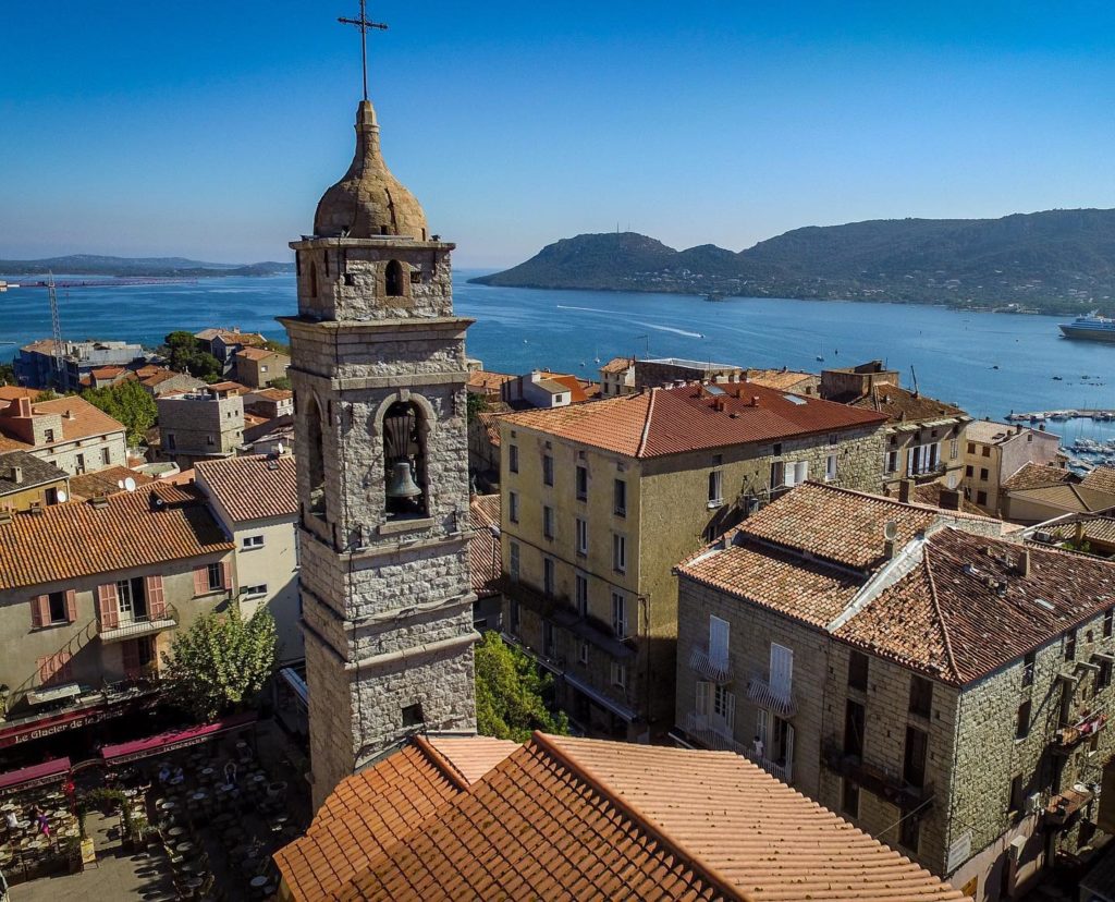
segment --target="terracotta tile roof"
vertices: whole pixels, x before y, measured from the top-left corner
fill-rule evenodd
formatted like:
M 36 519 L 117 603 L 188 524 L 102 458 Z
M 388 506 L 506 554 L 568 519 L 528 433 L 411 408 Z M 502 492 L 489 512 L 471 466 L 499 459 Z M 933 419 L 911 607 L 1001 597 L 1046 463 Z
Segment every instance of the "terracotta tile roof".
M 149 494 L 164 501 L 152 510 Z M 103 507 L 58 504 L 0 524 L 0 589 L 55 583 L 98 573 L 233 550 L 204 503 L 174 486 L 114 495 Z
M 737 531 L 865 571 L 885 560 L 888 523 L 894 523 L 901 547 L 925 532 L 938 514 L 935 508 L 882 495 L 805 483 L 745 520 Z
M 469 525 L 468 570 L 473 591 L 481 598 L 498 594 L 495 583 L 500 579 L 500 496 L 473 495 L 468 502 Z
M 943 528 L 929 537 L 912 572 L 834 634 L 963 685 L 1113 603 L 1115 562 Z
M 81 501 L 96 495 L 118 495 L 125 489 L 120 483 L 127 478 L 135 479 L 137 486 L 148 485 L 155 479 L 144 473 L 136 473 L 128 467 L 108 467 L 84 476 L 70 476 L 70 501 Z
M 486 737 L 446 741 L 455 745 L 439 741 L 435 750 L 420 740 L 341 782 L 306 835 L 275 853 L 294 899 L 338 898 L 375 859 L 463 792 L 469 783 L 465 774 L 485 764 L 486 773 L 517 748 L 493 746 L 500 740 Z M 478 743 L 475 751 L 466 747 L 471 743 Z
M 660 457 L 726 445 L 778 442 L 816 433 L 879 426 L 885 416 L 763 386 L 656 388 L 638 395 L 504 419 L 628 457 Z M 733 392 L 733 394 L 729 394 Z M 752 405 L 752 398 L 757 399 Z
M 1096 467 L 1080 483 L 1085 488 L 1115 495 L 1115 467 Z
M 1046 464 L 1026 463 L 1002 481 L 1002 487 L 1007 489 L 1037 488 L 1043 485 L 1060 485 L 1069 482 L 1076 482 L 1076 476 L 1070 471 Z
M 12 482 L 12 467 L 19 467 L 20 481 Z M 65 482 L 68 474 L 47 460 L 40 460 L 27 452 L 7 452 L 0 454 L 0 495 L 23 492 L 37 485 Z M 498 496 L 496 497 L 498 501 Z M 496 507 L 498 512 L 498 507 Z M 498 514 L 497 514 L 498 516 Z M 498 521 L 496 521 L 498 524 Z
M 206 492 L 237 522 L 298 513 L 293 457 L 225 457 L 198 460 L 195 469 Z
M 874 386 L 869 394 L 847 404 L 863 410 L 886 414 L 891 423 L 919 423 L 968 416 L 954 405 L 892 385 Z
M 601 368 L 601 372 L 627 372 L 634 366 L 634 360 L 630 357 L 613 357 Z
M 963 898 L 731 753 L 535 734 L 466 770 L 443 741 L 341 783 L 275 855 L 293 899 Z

Your goal | Reproduce the items from their start through the line containing "M 943 528 L", inclusive, changing "evenodd" to "nonzero" and altering nothing else. Leave the picture out.

Solution to this exercise |
segment --target="terracotta tile roof"
vertices: whole pixels, x before y, measured from the top-left corner
fill-rule nonzero
formatted like:
M 36 519 L 117 603 L 188 524 L 102 458 Z
M 388 506 L 506 554 L 568 519 L 528 433 L 411 408 Z M 502 492 L 489 512 L 471 466 L 499 459 Z M 933 419 L 911 607 L 1001 597 L 1046 463 Z
Segment every instance of the "terracotta tile roof".
M 149 494 L 164 501 L 152 510 Z M 103 507 L 58 504 L 0 524 L 0 589 L 55 583 L 98 573 L 233 550 L 204 503 L 174 486 L 114 495 Z
M 737 531 L 865 571 L 885 560 L 888 523 L 894 523 L 901 547 L 925 532 L 938 514 L 935 508 L 882 495 L 805 483 L 745 520 Z
M 469 525 L 468 570 L 473 591 L 481 598 L 498 594 L 495 583 L 500 579 L 500 496 L 473 495 L 468 502 Z
M 943 528 L 929 537 L 912 572 L 834 634 L 963 685 L 1113 603 L 1115 562 Z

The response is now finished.